EXCERPT TO READ
__________________________________________________
Up
Previous Next
Mail the author

FLK introduction

History and Objective

FLK started as an experiment in my 1997 summer holidays. I tried to improve the performance of FPC by inlined assembler code. Within two evenings the basic concept that FLK uses was implemented.

Then the new semester began and there was little time for further work. Till February 1998 almost nothing happened except that I wrote the assembler. Within the next two month the system grew and became a fully ANS (draft) compatible FORTH.

I now want FLK to be a fast standard system. It is meant to be an experiment in both meta compilation and code generation, but it should be a fully functional standalone FORTH too.

Since most of my work turns around neural networks fast floating point support is nessesary. Together with vector and matrix operations and some visualiziation tools FLK could become a good system for experiments in that field.

A different field that I'm interested in is symbolic computation. Sooner or later FLK will contain a computer algebra tool. It therefore has to be fast in non-floating point calculations too.

Start-up and user interface

To start FLK execute the program flk. Any commandline options are interpreted as file names to be INCLUDED.

When FLK is up and running you can enter words to execute. To include a file use S" filename.ext" INCLUDED or INCLUDE. The latter lets you input a filename using a different history list and completer.

A history list is accessible from the word ACCEPT only. If you press the up- or down-arrow key you can cycle your previously made inputs. Once you are sure that this the text you want press the return key and your text is appended to the history list and the word returns.

A completer is a special word to save you typing. Two completer words are implemented: One for the normal FORTH command line and one for filenames. If you want to learn to implement one yourself look in the files flkinput.fs and flktools.fs for the existing completers.

To activate the completer when ACCEPT is running press the Tabulator or Set-Tabulator key. In the FORTH commandline the completer searches the beginning of the word the cursor is in or behind. All words in the current search order with this beginning are searched and the longest common string of their names is generated. This string replaces the beginning in the inputline. If there is no word with this beginning one alert is produced, if there is more than one word with the beginning, two alerts are produced.

The filename completer takes the whole inputline and performs similiar to tcsh's completer. It tries to expand the path level by level using the longest common string method similiar to the command line completer. Two alerts are produced if more than one file in the directory matches, one if none matches.

Upon startup all copies of flkkern (flk is one of them.) search for an system image to load in four places:

  1. The current executable in the current directory. You can produce standalone executables this way.
  2. The current executable in the installation directory. This is nessesary because argv[0] does not contain the path to the program.
  3. The file flk.flk in the current directory. This is a way to store e.g. project specific systems under the same name.
__________________________________________________
INFORMATION SHOWN

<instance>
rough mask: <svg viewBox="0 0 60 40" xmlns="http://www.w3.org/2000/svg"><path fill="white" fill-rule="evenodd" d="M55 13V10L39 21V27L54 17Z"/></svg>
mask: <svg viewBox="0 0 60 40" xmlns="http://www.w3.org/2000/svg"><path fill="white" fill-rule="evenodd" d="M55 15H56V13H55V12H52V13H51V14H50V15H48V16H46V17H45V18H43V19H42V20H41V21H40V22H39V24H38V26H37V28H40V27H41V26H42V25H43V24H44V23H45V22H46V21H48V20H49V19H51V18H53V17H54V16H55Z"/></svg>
__________________________________________________
Continue the FLK introduction after its final line, starting with the fourth place where FLK looks for a system image.

ANSWER SECTION
  4. The file default.flk in the installation directory as noted in the Makefile. This is meant to be a default system if no file or directory specific images could be found.

Compiler basics

FLK is an optimizing native code compiler. It acts similiar to the so-called nano-compilers where every word knows how to compile itself. In FLK only a few words, the so-called optimizer or primitives, can do this. Any word that isn't a primitive doesn't contain code to compile itself. Such words are compiled the usual way by COMPILE,.

With version 1.2 the so-called level 2 compiler words are introduced. They try to fold more than one word into fewer machine code than the separate compiling would produce. Since they have access to the last few literals (including CONSTANTs and CREATEd words) it is possible to include these literals into the code instead of loading a register and then working with that register.

The return stack is addressed by esp, the data stack by ebp. Since the indexed access using ebp requires an offset value this is the first opportunity to save time. Instead of increasing and decreasing ebp itself the offset is increased and decreased. At each access to the stack one add operation less is nessesary. Before calling another word or returning from this word the accumulated offset has to added to ebp.

Control-flow words like IF or DO have to save the offset to ebp and words like THEN or LOOP restore the value by adding the difference to ebp.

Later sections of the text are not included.